• _Directive_:
From the records below, pull out every line that contains the string "before" and copy each one unchanged.

• _Supplied information_:
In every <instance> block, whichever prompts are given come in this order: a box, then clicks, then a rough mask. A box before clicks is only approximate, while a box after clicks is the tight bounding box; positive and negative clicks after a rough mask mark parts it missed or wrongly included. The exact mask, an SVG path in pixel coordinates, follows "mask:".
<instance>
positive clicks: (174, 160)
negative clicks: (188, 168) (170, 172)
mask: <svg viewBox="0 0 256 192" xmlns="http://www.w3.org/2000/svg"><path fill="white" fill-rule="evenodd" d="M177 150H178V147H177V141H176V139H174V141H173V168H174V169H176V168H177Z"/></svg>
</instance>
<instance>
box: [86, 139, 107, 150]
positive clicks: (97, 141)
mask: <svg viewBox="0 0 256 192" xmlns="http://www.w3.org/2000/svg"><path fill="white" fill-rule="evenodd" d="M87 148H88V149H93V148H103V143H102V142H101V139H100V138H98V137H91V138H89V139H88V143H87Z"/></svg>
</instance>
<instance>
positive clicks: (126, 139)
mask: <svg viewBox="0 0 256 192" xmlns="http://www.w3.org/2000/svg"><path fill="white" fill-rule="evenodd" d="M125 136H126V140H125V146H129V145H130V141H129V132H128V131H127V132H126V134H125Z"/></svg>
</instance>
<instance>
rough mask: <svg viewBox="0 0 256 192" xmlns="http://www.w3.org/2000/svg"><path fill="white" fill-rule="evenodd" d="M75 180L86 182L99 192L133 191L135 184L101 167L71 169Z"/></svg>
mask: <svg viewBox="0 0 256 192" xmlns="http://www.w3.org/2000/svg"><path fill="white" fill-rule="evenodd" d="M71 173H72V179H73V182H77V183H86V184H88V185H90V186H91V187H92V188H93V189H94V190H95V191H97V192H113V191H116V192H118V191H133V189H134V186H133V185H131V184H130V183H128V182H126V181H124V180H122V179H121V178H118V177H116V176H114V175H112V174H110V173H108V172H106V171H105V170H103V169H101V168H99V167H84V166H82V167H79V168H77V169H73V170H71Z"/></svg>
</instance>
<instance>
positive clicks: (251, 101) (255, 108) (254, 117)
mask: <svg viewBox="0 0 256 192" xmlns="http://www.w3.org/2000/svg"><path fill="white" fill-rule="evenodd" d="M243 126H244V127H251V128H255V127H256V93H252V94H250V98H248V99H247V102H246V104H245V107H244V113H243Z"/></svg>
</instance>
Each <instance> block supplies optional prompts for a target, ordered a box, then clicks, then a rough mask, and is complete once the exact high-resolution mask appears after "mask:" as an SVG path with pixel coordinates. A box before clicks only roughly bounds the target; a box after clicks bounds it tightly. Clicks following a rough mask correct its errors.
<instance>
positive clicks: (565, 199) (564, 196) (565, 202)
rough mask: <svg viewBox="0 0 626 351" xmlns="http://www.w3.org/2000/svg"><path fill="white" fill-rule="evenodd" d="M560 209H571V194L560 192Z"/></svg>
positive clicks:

• _Response for this exercise_:
In every <instance> block, whichever prompts are given come in this order: a box, then clicks, then a rough mask. A box before clicks is only approximate, while a box after clicks is the tight bounding box; positive and negative clicks after a rough mask mark parts it missed or wrongly included. The exact mask, an SVG path in pixel coordinates, follows "mask:".
Each <instance> block supplies optional prompts for a target, ordered a box, then clicks, then a rough mask, and is complete once the exact high-resolution mask appears after "mask:" as an SVG path with pixel coordinates. A box before clicks only roughly bounds the target; a box after clicks bounds it tightly. Clicks following a rough mask correct its errors.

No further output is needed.